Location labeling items
* * *

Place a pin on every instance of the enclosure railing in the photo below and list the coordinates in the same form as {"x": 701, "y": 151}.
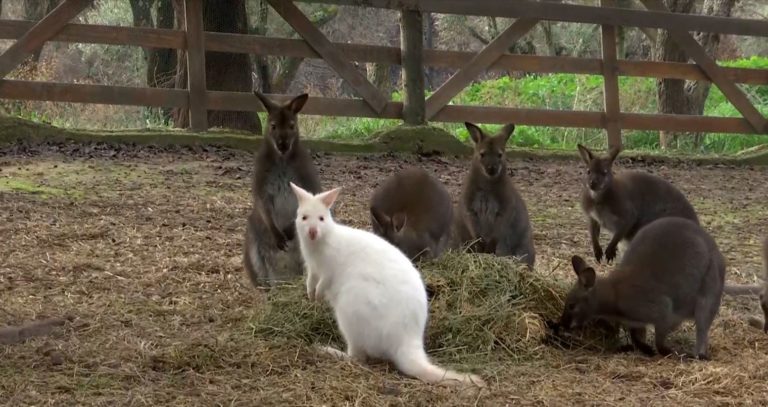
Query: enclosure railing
{"x": 415, "y": 108}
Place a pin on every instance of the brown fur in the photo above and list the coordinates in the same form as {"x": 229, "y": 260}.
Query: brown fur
{"x": 624, "y": 203}
{"x": 281, "y": 159}
{"x": 491, "y": 213}
{"x": 413, "y": 211}
{"x": 673, "y": 271}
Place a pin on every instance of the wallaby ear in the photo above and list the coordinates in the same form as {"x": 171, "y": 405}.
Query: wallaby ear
{"x": 398, "y": 221}
{"x": 506, "y": 132}
{"x": 475, "y": 133}
{"x": 269, "y": 105}
{"x": 297, "y": 103}
{"x": 329, "y": 197}
{"x": 587, "y": 278}
{"x": 586, "y": 155}
{"x": 614, "y": 151}
{"x": 379, "y": 219}
{"x": 301, "y": 194}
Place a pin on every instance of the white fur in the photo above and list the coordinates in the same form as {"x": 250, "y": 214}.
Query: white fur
{"x": 377, "y": 295}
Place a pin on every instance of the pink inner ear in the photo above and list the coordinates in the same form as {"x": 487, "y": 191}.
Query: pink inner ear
{"x": 328, "y": 198}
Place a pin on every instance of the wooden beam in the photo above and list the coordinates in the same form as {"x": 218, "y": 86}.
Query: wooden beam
{"x": 38, "y": 34}
{"x": 611, "y": 100}
{"x": 412, "y": 43}
{"x": 102, "y": 34}
{"x": 572, "y": 13}
{"x": 695, "y": 51}
{"x": 193, "y": 17}
{"x": 244, "y": 101}
{"x": 481, "y": 62}
{"x": 332, "y": 56}
{"x": 99, "y": 94}
{"x": 253, "y": 44}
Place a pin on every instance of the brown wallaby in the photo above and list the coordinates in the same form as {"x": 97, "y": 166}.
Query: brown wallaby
{"x": 760, "y": 290}
{"x": 271, "y": 254}
{"x": 413, "y": 211}
{"x": 626, "y": 202}
{"x": 673, "y": 271}
{"x": 491, "y": 212}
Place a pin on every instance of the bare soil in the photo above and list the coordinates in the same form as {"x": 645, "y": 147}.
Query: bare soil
{"x": 142, "y": 247}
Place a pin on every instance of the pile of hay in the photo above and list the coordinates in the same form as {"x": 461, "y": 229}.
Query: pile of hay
{"x": 481, "y": 305}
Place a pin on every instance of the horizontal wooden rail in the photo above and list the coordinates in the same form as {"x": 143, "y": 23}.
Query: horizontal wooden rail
{"x": 252, "y": 44}
{"x": 241, "y": 101}
{"x": 573, "y": 14}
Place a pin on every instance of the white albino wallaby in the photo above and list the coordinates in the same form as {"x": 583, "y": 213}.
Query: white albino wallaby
{"x": 378, "y": 297}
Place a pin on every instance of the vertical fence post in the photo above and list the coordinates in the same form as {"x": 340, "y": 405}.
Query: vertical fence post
{"x": 193, "y": 17}
{"x": 412, "y": 56}
{"x": 610, "y": 81}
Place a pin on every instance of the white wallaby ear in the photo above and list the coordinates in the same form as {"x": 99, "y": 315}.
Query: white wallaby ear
{"x": 301, "y": 194}
{"x": 398, "y": 221}
{"x": 329, "y": 197}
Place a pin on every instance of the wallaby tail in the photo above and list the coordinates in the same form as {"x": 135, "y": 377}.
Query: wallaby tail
{"x": 414, "y": 362}
{"x": 742, "y": 289}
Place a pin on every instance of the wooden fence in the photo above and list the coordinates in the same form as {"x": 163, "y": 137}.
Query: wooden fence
{"x": 415, "y": 108}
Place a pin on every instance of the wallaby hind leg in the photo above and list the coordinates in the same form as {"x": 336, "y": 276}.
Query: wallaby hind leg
{"x": 253, "y": 258}
{"x": 704, "y": 314}
{"x": 637, "y": 335}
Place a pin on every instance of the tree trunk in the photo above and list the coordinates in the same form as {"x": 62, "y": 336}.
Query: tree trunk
{"x": 670, "y": 93}
{"x": 675, "y": 96}
{"x": 35, "y": 10}
{"x": 223, "y": 71}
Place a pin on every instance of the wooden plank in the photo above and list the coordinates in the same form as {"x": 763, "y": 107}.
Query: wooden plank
{"x": 695, "y": 51}
{"x": 332, "y": 56}
{"x": 477, "y": 65}
{"x": 572, "y": 13}
{"x": 243, "y": 101}
{"x": 99, "y": 94}
{"x": 412, "y": 44}
{"x": 41, "y": 32}
{"x": 193, "y": 17}
{"x": 101, "y": 34}
{"x": 240, "y": 43}
{"x": 611, "y": 100}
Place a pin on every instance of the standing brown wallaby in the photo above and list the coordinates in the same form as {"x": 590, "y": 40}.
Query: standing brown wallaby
{"x": 413, "y": 211}
{"x": 491, "y": 212}
{"x": 626, "y": 202}
{"x": 673, "y": 271}
{"x": 761, "y": 290}
{"x": 271, "y": 254}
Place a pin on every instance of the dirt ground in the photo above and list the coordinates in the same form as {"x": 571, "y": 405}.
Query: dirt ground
{"x": 142, "y": 247}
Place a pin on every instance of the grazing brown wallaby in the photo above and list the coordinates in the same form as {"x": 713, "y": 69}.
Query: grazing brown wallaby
{"x": 673, "y": 271}
{"x": 413, "y": 211}
{"x": 271, "y": 254}
{"x": 761, "y": 290}
{"x": 626, "y": 202}
{"x": 491, "y": 212}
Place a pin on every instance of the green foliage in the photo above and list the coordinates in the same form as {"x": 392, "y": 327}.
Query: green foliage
{"x": 572, "y": 92}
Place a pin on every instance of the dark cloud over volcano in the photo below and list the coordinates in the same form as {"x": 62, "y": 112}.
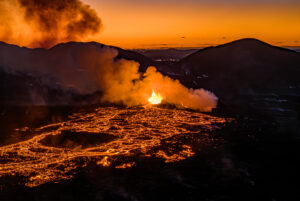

* * *

Job - Format the lines from the one containing "Place a pin on every instance of the standing" through the end of the items as a JSON list of strings, with one string per line and no blank lines. Leave the pictures out.

Correct response -
[
  "Place a pin on every instance of the standing brown wallaby in the photo above and list the coordinates in the same form as {\"x\": 590, \"y\": 40}.",
  "Query: standing brown wallaby",
  "{\"x\": 413, \"y\": 211}",
  "{\"x\": 491, \"y\": 212}",
  "{\"x\": 626, \"y\": 202}",
  "{\"x\": 673, \"y\": 271}",
  "{\"x\": 761, \"y\": 290}",
  "{\"x\": 271, \"y\": 254}",
  "Place a pin on every instance of the dirt ground in the photo above and list the coordinates in the same form as {\"x\": 571, \"y\": 405}.",
  "Query: dirt ground",
  "{\"x\": 142, \"y\": 247}",
  "Place a pin on every instance of the grazing brown wallaby in the photo above and list the coordinates in the same form as {\"x\": 713, \"y\": 69}.",
  "Query: grazing brown wallaby",
  "{\"x\": 673, \"y\": 271}",
  "{\"x\": 413, \"y\": 211}",
  "{\"x\": 271, \"y\": 254}",
  "{\"x\": 761, \"y\": 290}",
  "{\"x\": 626, \"y\": 202}",
  "{\"x\": 491, \"y\": 212}",
  "Place a pin on every instance of the green foliage in the photo above and list the coordinates in the same form as {\"x\": 392, \"y\": 327}.",
  "Query: green foliage",
  "{\"x\": 572, \"y\": 92}",
  "Place a pin on every instance of the dark cloud over volcano in the photo below and list the coordinates in the same form as {\"x\": 62, \"y\": 112}."
]